(Beginning of Excerpt to read)

How to Rescue an Overwatered Houseplant

Table of Contents

Most houseplants die from too much love. In an effort to be good caretakers, people water their plants to death. When a plant is left sitting in water, the roots begin to rot, and the leaves become pale and droopy. If your houseplant exhibits these symptoms and the potting soil feels wet, it’s time to launch a rescue mission.

1. Remove the Plant from Its Pot

Prepare a place for the roots to recover by lining a shallow pan with several layers of newspaper. Lay the plant on its side and slide the rootball out of the pot and onto the newspapers. Leave the plant with its soil in the pan overnight to allow the soil to dry.

If your plant has been in the same soil for more than a year, the potting soil may be exhausted. Worn out potting soil tends to hold too much moisture, so remove as much of the old soil as possible. Fresh potting soil allows water to drain freely while holding just enough moisture to meet the plant’s needs. Use clean scissors to snip off any roots that look slimy or dark-colored. These roots are beginning to rot and will not recover. Now it’s time to pot the plant in fresh soil.

Pro Tip: It’s important to use bagged potting soil and not garden soil for potted plants.

Bird of Paradise, Houseplant, with Exposed Roots on Paper

2. Clean or Upgrade the Pot

Prepare the pot by scrubbing and rinsing it thoroughly. You’ll need a bigger pot if the old one isn’t large enough to hold the root ball with about an inch to spare around the edges. Make sure the pot has drainage holes. Put a layer of fresh potting soil in the pot and place the plant on top of the soil, spreading the roots as much as possible. The soil line on the plant stem should be about an inch below the lip of the pot. Fill in around the sides with soil, taking care not to bury the plant any deeper than the original soil line.

Pro Tip: If you aren’t sure what type of container is best, here are tips for choosing the right pot.

(End of Excerpt to read)
(Beginning of Dataset records)

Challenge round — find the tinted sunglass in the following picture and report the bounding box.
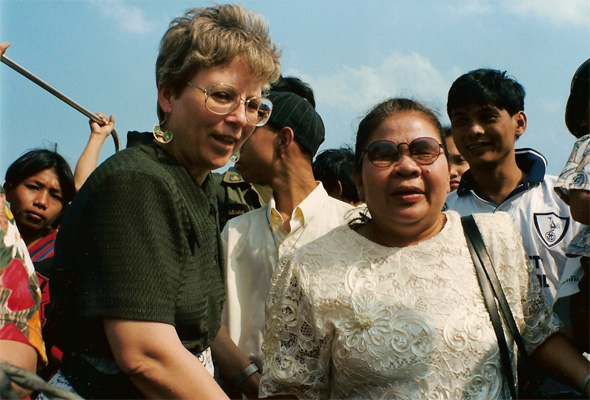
[361,137,443,168]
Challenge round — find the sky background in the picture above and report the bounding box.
[0,0,590,181]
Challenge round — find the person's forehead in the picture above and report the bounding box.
[453,104,501,116]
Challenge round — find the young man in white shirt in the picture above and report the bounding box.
[222,92,353,367]
[446,69,580,305]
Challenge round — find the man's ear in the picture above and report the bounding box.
[512,111,527,140]
[278,126,295,154]
[352,168,365,202]
[158,86,175,114]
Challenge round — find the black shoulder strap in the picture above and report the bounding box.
[461,215,524,399]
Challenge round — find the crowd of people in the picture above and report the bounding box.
[0,5,590,399]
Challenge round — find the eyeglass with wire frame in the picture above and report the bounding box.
[187,82,272,126]
[359,137,443,168]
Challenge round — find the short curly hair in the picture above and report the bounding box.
[156,4,281,122]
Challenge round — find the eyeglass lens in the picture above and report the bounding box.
[205,84,272,126]
[365,137,441,168]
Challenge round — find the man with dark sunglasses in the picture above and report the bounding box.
[222,81,353,378]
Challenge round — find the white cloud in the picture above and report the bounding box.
[505,0,590,27]
[446,0,590,27]
[290,53,450,113]
[93,0,154,34]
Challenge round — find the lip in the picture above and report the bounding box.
[392,186,424,202]
[211,134,238,151]
[25,211,45,222]
[465,142,491,152]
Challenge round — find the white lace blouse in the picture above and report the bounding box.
[260,211,560,400]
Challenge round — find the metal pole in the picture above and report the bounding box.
[0,56,120,152]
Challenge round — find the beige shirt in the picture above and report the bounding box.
[221,182,353,367]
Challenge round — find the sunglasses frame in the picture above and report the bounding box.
[359,136,444,168]
[187,82,274,126]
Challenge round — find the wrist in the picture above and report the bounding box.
[231,363,260,388]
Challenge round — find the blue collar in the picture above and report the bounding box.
[457,149,547,203]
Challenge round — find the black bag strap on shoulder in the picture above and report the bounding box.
[461,215,528,399]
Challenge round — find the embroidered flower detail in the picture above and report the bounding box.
[391,310,433,357]
[342,294,391,353]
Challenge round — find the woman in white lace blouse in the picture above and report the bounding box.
[260,99,590,399]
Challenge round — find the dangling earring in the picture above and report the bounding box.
[152,118,174,144]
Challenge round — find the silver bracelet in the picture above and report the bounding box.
[231,363,260,387]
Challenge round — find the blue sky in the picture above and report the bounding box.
[0,0,590,179]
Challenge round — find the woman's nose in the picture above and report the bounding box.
[33,190,49,209]
[393,149,420,175]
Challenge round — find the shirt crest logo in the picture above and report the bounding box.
[533,212,570,248]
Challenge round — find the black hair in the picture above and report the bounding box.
[447,68,525,118]
[565,58,590,139]
[5,149,76,226]
[312,146,360,204]
[266,75,315,162]
[354,98,444,169]
[270,75,315,109]
[441,125,453,160]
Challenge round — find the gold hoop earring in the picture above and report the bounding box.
[152,120,174,144]
[230,150,240,163]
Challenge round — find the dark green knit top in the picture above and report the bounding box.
[51,134,225,396]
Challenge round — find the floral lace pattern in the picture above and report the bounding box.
[260,211,560,400]
[555,134,590,257]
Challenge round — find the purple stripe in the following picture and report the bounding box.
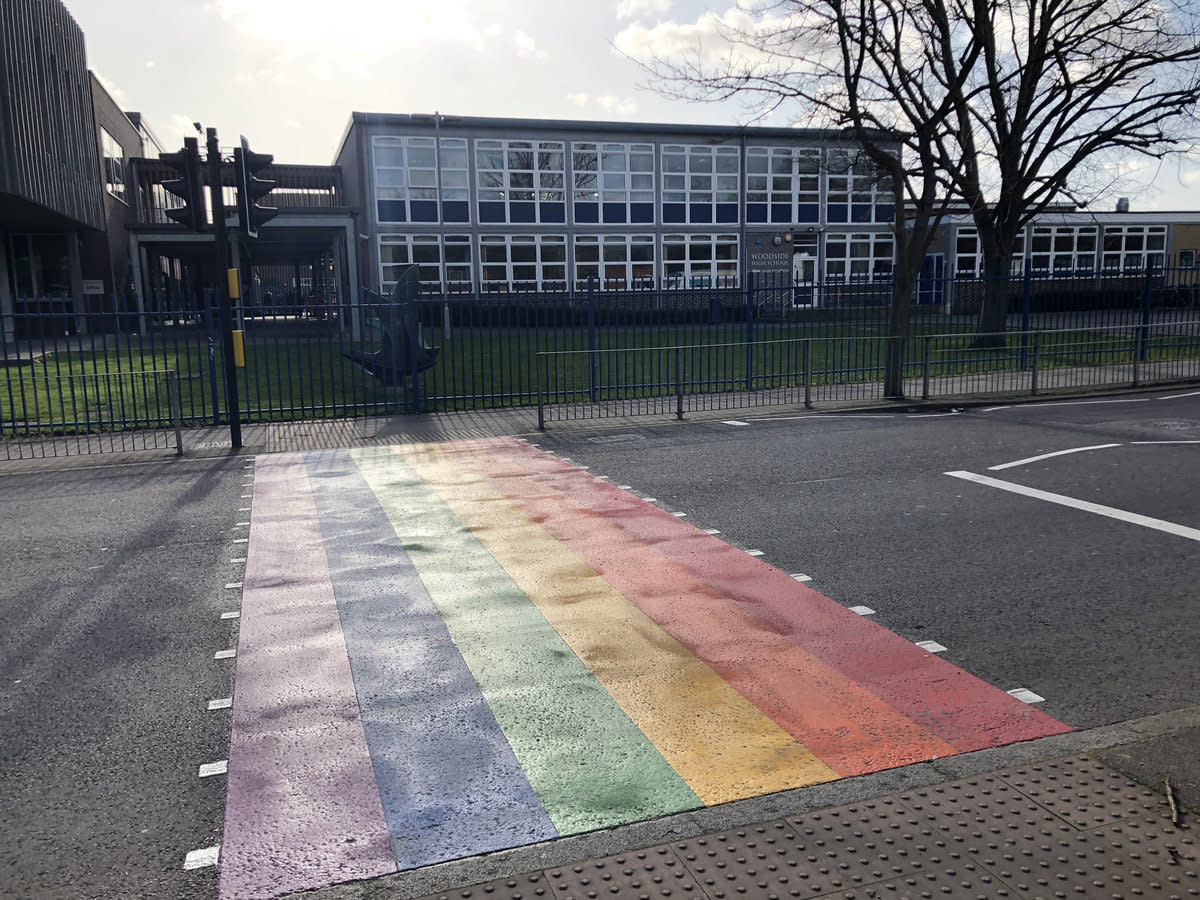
[220,454,396,900]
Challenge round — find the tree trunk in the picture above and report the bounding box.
[971,234,1016,350]
[883,259,917,400]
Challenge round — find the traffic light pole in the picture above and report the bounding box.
[208,128,241,450]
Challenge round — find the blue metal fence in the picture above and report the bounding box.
[0,269,1200,448]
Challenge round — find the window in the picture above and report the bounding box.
[1030,226,1097,274]
[954,226,1025,278]
[372,137,438,222]
[575,234,654,290]
[662,144,740,224]
[746,146,821,224]
[100,128,125,203]
[475,140,566,224]
[438,138,470,223]
[479,234,566,292]
[827,150,895,223]
[1100,226,1166,271]
[379,234,472,294]
[379,234,442,294]
[826,233,894,282]
[662,234,738,288]
[571,144,654,224]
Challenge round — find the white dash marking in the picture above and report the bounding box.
[184,844,221,869]
[988,444,1121,472]
[1129,440,1200,446]
[946,472,1200,541]
[1007,688,1045,703]
[1159,391,1200,400]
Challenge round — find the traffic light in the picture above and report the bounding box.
[158,138,209,232]
[233,134,280,238]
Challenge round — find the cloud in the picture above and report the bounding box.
[617,0,671,19]
[613,7,791,64]
[512,31,546,59]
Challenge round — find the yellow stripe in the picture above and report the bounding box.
[395,445,838,805]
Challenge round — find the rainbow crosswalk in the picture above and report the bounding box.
[221,439,1067,898]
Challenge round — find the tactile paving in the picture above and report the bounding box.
[412,872,554,900]
[412,757,1200,900]
[545,846,701,900]
[997,756,1166,828]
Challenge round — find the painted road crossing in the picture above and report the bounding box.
[220,439,1067,898]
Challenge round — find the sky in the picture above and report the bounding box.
[64,0,1200,210]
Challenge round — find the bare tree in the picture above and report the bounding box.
[620,0,1200,367]
[926,0,1200,347]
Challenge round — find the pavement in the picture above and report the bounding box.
[0,404,1200,900]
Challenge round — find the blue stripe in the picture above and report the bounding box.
[304,451,557,870]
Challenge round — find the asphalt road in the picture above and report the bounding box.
[0,458,248,898]
[535,391,1200,728]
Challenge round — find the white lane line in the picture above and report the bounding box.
[1006,688,1045,703]
[946,472,1200,541]
[199,760,229,778]
[988,444,1121,472]
[184,844,221,869]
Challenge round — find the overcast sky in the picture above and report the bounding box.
[64,0,1200,210]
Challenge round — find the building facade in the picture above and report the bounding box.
[336,113,895,300]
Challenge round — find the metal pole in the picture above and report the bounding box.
[1030,331,1042,397]
[920,335,934,400]
[676,347,683,421]
[167,372,184,456]
[206,128,241,450]
[534,353,546,431]
[804,337,812,409]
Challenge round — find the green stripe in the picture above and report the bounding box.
[352,449,702,834]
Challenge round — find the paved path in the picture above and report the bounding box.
[220,438,1068,898]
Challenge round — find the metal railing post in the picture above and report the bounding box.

(End of Dataset records)

_What is required_
Return the passage of the houseplant article that starts at "Pro Tip: It’s" and ends at "original soil line.", copied word for word.

_Response_
Pro Tip: It’s important to use bagged potting soil and not garden soil for potted plants.

Bird of Paradise, Houseplant, with Exposed Roots on Paper

2. Clean or Upgrade the Pot

Prepare the pot by scrubbing and rinsing it thoroughly. You’ll need a bigger pot if the old one isn’t large enough to hold the root ball with about an inch to spare around the edges. Make sure the pot has drainage holes. Put a layer of fresh potting soil in the pot and place the plant on top of the soil, spreading the roots as much as possible. The soil line on the plant stem should be about an inch below the lip of the pot. Fill in around the sides with soil, taking care not to bury the plant any deeper than the original soil line.